About this task –
Copy out all the data, word for word.

Data records:
────────────────────────────────────────

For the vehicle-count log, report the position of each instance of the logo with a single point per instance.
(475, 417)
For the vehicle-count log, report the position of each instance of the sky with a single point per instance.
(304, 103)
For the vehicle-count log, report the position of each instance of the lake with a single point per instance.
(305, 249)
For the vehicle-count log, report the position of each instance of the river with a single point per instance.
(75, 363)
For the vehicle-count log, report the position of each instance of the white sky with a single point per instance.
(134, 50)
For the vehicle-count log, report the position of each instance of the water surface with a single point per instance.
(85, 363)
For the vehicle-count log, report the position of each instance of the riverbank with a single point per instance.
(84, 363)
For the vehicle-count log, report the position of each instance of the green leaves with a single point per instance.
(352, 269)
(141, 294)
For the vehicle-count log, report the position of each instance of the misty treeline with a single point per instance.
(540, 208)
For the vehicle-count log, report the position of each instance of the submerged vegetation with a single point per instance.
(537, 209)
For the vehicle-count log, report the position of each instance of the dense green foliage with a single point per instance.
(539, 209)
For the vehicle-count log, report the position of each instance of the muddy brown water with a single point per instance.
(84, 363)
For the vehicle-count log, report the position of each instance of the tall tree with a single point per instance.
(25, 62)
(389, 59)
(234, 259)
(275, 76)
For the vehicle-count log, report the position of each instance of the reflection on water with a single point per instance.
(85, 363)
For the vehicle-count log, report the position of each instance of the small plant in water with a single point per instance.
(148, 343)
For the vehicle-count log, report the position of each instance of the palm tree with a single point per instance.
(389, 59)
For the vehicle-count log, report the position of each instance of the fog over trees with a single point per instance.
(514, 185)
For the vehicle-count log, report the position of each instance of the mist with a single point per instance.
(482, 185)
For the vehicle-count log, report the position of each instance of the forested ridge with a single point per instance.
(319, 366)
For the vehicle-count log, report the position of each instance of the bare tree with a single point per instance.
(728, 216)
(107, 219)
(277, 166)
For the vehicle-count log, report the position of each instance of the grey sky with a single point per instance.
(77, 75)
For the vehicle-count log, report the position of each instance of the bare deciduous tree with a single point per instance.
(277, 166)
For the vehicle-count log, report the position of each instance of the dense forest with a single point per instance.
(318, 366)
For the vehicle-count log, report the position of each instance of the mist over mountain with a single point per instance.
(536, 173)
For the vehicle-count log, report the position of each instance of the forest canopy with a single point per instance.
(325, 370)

────────────────────────────────────────

Answer box –
For the vehicle-count log, report the position of each instance of the logo with a single point per instance.
(475, 417)
For the vehicle-count log, report the position of each instance of the sky with a single point per instance.
(304, 103)
For the vehicle-count log, report the position of each instance of the lake with a single point per instance.
(305, 249)
For the vehicle-count log, report the position of each instance of the river with a single point per instance.
(75, 363)
For the vehicle-count log, report the position of each instance of the white sky with a single point per instance.
(134, 50)
For the vehicle-count log, report the position of each instance of the water surface with a single point per instance.
(85, 363)
For the vehicle-count log, report the position of each instance of the riverbank with a single point per instance.
(84, 363)
For the vehicle-count log, report the position of each instance of the green leaves with a single point per instance.
(352, 269)
(141, 294)
For the vehicle-count log, report the position of each instance of the misty treeline with a single point per instance.
(540, 208)
For the vehicle-count log, report the position of each instance of the submerged vegetation with a single point per instance.
(537, 209)
For the vehicle-count log, report the position of each instance of the dense green foliage with a single point per instance.
(539, 209)
For the vehicle-count log, report the position of each instance of the muddy brown water with a single point per instance.
(84, 363)
For the vehicle-count log, report the position of each instance of the tall tree with a single point per instance.
(25, 62)
(389, 59)
(234, 259)
(275, 76)
For the vehicle-count log, report the position of each instance of the reflection on water with a single point per instance.
(85, 363)
For the vehicle-count log, report the position of each instance of the small plant in water with a single point per instance.
(148, 343)
For the vehicle-count log, report the position of each instance of the palm tree with a single point per instance.
(389, 59)
For the vehicle-count log, report the position of each instance of the fog over trees with a single point per instance.
(514, 185)
For the vehicle-count log, report the position of each instance of the mist with a single point per instance.
(482, 185)
For the vehicle-count log, report the position of each instance of the forested ridge with a single point per instance.
(319, 366)
For the vehicle-count log, report the position of each instance of the bare tree with a single point per instance.
(728, 216)
(107, 219)
(277, 166)
For the vehicle-count log, report the position of each instance of the grey sky with a single point per instance.
(77, 75)
For the vehicle-count log, report the position of each instance of the bare deciduous tree with a single point per instance.
(277, 166)
For the vehicle-count log, report the position of each instance of the dense forest with a single point per instance.
(318, 366)
For the vehicle-count log, report the position of each instance of the mist over mountain with a single point per instance.
(536, 173)
For the vehicle-count log, report the position of each instance of the forest canopy with a single point per instance.
(325, 370)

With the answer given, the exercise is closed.